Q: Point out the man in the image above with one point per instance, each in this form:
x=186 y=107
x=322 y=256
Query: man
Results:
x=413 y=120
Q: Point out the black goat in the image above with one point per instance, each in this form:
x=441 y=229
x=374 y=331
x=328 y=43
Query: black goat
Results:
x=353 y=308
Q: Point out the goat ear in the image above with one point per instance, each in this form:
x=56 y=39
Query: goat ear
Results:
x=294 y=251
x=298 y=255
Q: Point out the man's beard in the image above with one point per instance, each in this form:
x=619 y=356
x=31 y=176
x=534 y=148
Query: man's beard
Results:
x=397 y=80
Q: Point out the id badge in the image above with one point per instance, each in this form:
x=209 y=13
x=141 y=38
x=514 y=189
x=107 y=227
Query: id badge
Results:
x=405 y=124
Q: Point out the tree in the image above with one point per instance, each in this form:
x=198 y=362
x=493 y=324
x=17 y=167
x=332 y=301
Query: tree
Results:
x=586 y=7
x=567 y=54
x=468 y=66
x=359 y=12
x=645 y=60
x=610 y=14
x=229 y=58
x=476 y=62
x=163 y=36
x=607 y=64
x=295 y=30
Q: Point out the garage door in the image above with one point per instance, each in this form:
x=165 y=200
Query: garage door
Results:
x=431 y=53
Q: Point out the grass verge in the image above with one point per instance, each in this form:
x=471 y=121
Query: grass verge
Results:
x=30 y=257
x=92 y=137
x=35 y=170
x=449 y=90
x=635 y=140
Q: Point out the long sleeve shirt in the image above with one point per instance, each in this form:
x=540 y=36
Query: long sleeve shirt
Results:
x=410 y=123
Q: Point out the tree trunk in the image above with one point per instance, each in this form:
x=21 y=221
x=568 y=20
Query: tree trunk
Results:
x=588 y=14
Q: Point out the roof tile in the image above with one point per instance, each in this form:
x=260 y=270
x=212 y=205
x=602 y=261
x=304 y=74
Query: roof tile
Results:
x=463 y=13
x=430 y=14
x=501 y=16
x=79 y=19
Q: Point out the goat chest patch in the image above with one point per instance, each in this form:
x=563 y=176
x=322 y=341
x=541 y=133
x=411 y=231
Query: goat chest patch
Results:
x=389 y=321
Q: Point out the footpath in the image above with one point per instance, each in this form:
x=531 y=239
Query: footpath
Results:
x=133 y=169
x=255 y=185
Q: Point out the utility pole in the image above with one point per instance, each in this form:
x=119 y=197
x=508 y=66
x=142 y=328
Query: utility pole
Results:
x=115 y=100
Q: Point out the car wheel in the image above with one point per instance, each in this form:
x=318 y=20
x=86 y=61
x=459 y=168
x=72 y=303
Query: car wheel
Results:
::::::::::
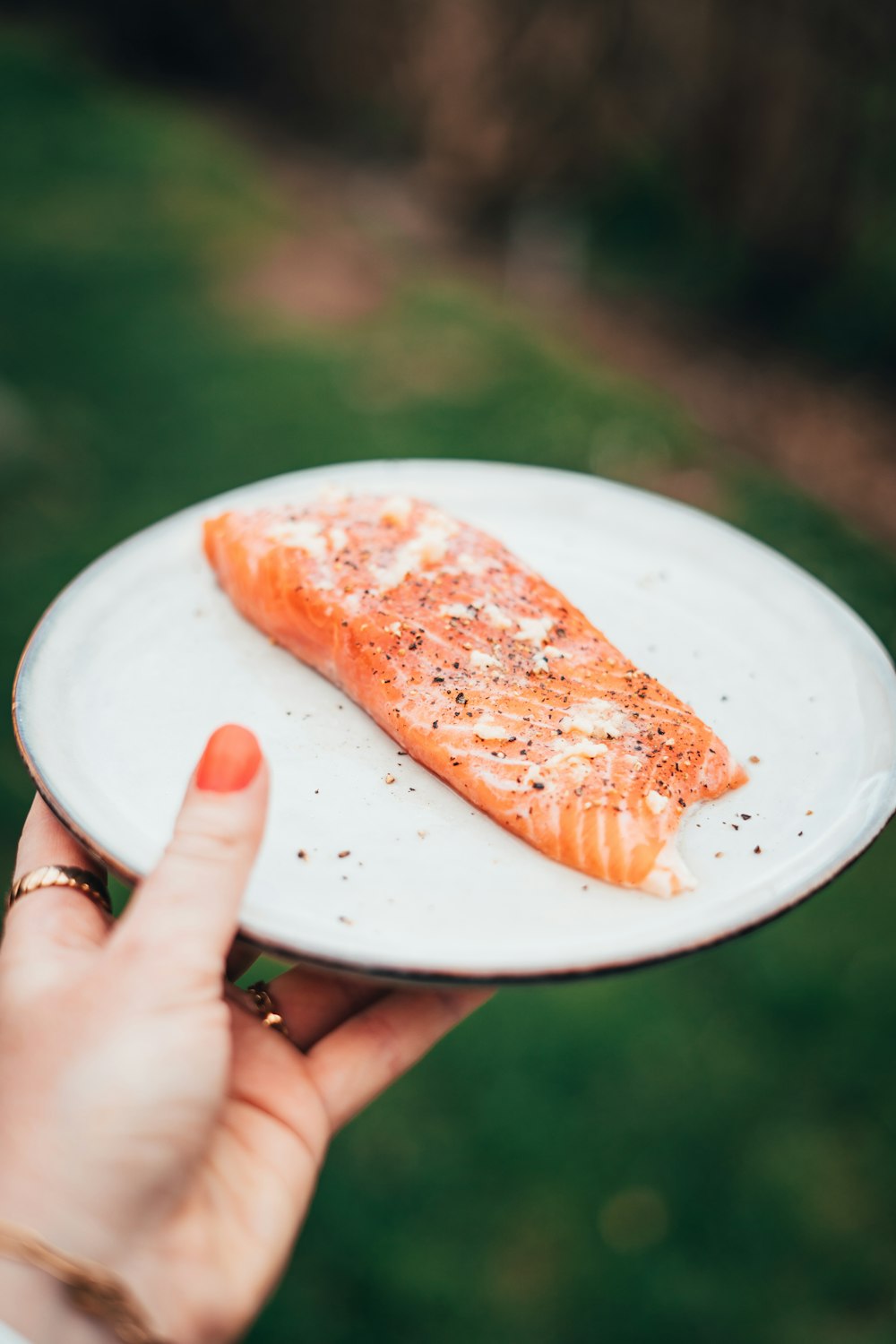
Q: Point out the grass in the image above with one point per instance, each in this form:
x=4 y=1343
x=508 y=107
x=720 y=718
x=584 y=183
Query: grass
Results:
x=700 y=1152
::::::::::
DO THIS: Print everything from the line containing "Q: Point out the footpath" down to the line containing "x=255 y=185", both included, and only those lines.

FINISHED TASK:
Q: Point out the footpath in the image above with one point per instance, each in this form:
x=531 y=239
Query: footpath
Results:
x=133 y=169
x=255 y=185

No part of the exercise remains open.